---- STUDY MATERIAL
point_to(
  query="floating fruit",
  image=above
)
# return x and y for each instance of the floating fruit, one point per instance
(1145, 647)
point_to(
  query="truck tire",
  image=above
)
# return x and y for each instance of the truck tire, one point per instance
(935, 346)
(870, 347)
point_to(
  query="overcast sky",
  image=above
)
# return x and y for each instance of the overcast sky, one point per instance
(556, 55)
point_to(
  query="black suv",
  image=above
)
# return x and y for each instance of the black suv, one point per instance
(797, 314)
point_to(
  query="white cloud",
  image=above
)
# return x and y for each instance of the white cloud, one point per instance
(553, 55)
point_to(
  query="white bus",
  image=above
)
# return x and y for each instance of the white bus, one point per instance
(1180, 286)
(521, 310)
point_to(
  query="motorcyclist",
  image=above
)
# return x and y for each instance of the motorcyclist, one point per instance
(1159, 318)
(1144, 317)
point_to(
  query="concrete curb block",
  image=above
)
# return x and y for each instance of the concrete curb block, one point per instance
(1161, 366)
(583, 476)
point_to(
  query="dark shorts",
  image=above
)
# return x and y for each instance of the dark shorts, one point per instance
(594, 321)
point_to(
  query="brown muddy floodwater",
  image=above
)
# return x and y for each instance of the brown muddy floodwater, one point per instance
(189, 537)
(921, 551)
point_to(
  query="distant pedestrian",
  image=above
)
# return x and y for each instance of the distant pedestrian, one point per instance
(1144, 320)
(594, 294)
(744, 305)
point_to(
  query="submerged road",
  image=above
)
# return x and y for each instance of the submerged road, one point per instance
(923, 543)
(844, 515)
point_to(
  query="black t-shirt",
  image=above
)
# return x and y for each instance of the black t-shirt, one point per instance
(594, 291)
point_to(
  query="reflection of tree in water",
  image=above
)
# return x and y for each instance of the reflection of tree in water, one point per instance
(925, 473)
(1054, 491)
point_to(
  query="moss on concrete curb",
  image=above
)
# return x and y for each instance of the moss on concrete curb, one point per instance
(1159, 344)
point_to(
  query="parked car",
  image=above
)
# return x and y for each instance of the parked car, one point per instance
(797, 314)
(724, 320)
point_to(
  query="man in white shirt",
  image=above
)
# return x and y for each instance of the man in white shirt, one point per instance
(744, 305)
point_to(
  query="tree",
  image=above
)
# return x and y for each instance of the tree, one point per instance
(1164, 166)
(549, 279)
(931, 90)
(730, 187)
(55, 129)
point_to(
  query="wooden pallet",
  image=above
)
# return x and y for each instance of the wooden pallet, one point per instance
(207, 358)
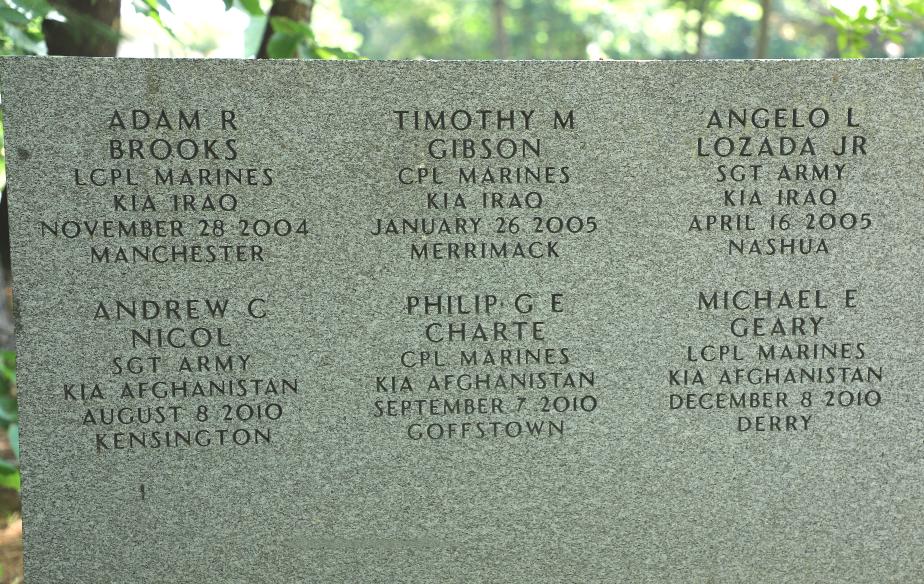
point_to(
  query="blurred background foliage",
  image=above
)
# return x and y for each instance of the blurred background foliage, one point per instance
(475, 29)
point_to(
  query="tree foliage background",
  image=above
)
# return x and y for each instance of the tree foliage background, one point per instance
(471, 29)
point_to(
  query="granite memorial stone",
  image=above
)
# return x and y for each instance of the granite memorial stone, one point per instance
(514, 322)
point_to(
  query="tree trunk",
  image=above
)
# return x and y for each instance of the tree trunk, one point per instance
(299, 10)
(763, 31)
(91, 29)
(501, 44)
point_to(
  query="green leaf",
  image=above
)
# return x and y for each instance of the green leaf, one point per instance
(288, 26)
(252, 7)
(13, 16)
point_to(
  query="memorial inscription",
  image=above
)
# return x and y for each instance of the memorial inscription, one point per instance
(468, 321)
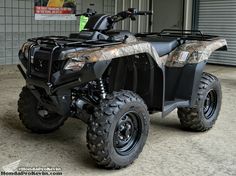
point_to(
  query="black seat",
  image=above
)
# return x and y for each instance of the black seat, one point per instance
(163, 46)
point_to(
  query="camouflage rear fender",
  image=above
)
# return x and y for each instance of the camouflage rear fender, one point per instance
(193, 52)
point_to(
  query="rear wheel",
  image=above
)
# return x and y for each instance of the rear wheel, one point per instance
(34, 116)
(204, 115)
(118, 131)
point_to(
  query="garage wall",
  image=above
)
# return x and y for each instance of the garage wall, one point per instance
(141, 24)
(17, 24)
(218, 17)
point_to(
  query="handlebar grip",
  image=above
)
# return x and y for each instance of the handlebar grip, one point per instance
(144, 13)
(79, 14)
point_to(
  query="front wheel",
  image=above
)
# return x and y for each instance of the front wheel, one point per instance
(118, 131)
(205, 113)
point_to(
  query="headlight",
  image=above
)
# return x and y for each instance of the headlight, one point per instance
(74, 64)
(25, 49)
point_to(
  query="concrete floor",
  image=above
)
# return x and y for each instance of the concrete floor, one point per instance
(169, 150)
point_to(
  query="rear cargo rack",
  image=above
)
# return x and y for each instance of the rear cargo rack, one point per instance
(181, 34)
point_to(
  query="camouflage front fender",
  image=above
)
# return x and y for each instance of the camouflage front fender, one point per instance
(193, 52)
(132, 46)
--------
PROBLEM
A verbatim copy of all the records, minus the pictures, is the expected answer.

EXERCISE OUTPUT
point_to(
  query="floating fruit",
  image=above
)
# return x and y for each instance of the floating fruit, one point per instance
(1145, 647)
point_to(
  query="truck tire",
  image=above
)
# return x and y for each instance of the truck tire, one point per instance
(935, 346)
(870, 347)
point_to(
  query="overcast sky",
  image=above
)
# return x and y for each instance of the overcast sky, one point per instance
(556, 55)
point_to(
  query="black suv",
  image=above
)
# return x and y for each instance of the black suv, one point per instance
(797, 314)
point_to(
  query="white cloud",
  image=above
)
# return x and y for each instance of the white cloud, one point per instance
(553, 55)
point_to(
  query="white bus",
  image=above
)
# return x and y for each instance of the white bus, one point per instance
(1180, 286)
(521, 310)
point_to(
  query="motorcyclist",
  image=above
)
# return x and y for each instance of the motorcyclist, one point per instance
(1159, 318)
(1144, 317)
point_to(
  query="concrete curb block",
  image=above
)
# return x and y for each instance of the concrete curb block, one point per instance
(1161, 366)
(583, 476)
point_to(
  query="dark shorts",
  image=above
)
# return x and y for each instance of the dark shorts, one point per instance
(594, 321)
point_to(
  query="brown muddy floodwater",
  image=above
)
# return x and y for each instance of the brown muddy floodwater, one point per instance
(189, 537)
(921, 551)
point_to(
  query="distant pedestrian",
  image=above
)
# return x and y for each instance of the distant pedestrian, one point per instance
(1144, 320)
(594, 294)
(744, 305)
point_to(
  query="submerged road",
  image=above
)
# return x and y for each instance of the submerged road, one point per instance
(923, 543)
(844, 515)
point_to(
  query="black t-shirt",
  image=above
)
# return x and y for each instance of the black t-shirt, one point per instance
(594, 291)
point_to(
  query="reflection of tree in water",
  image=above
)
# return x and y for each instance of the reflection of tree in water, one point per instance
(925, 473)
(1054, 491)
point_to(
  query="moss on concrete curb",
  image=above
)
# return x and y for each instance of the moss on concrete curb, one point per instance
(1159, 344)
point_to(
  query="parked car",
  image=above
)
# return x and y for each instance of the parked car, one point per instance
(797, 314)
(724, 320)
point_to(
  query="man in white shirt",
  image=above
)
# return x and y for each instance of the man in white shirt, one point per instance
(744, 305)
point_to(
  query="tree",
  image=above
)
# return x and y for each instance of the tree, one point per instance
(1164, 166)
(549, 279)
(931, 90)
(730, 187)
(55, 129)
point_to(
  query="wooden pallet",
  image=above
)
# return x and y for each instance of the wooden pallet, one point per instance
(207, 358)
point_to(
  query="blurred background foliage",
  image=above
)
# return x and y for each instance of the blurred background foliage, one point per instance
(475, 29)
point_to(
  query="tree foliage background",
  image=above
)
# return x and y for each instance of the tree foliage background, one point per instance
(471, 29)
point_to(
  query="granite memorial stone",
  image=above
)
# return x and y for each instance of the granite memorial stone, one point per instance
(514, 322)
point_to(
  query="tree trunk",
  image=above
)
# return x and y for each instance of the tree trunk, one point per instance
(299, 10)
(763, 31)
(91, 29)
(501, 44)
point_to(
  query="green leaf",
  image=above
)
# return x and y for each instance of the green leaf, one point per instance
(288, 26)
(252, 7)
(13, 16)
point_to(
  query="memorial inscription",
  image=above
)
# return x and y for each instance of the memorial inscription, one point per instance
(468, 321)
point_to(
  query="black seat",
  image=above
)
# return x and y for each instance of the black seat, one point per instance
(163, 46)
point_to(
  query="camouflage rear fender",
  image=above
)
# return x and y for each instance of the camouflage rear fender, one point per instance
(193, 52)
point_to(
  query="rear wheel",
  image=above
)
# return x and y for each instance of the rear wheel, one point per instance
(34, 116)
(204, 115)
(118, 131)
point_to(
  query="garage wall",
  image=above
)
# return x and y for each instance of the garage wall, one point per instance
(141, 24)
(17, 24)
(218, 17)
point_to(
  query="handlebar grip",
  image=above
)
# return x and y for each instance of the handlebar grip, one point per instance
(144, 13)
(79, 14)
point_to(
  query="front wheel",
  image=above
)
# return x and y for each instance of the front wheel, one point per instance
(118, 131)
(205, 113)
point_to(
  query="headlight",
  image=above
)
# return x and y for each instance of the headlight, one point per instance
(74, 64)
(25, 49)
point_to(
  query="concrete floor",
  image=above
)
# return x and y for each instance of the concrete floor, one point per instance
(169, 150)
point_to(
  query="rear cargo rack",
  image=above
)
# return x and y for each instance of the rear cargo rack, one point per instance
(181, 34)
point_to(
  query="camouflage front fender",
  image=above
)
# return x and y for each instance of the camouflage front fender, one point per instance
(193, 52)
(132, 46)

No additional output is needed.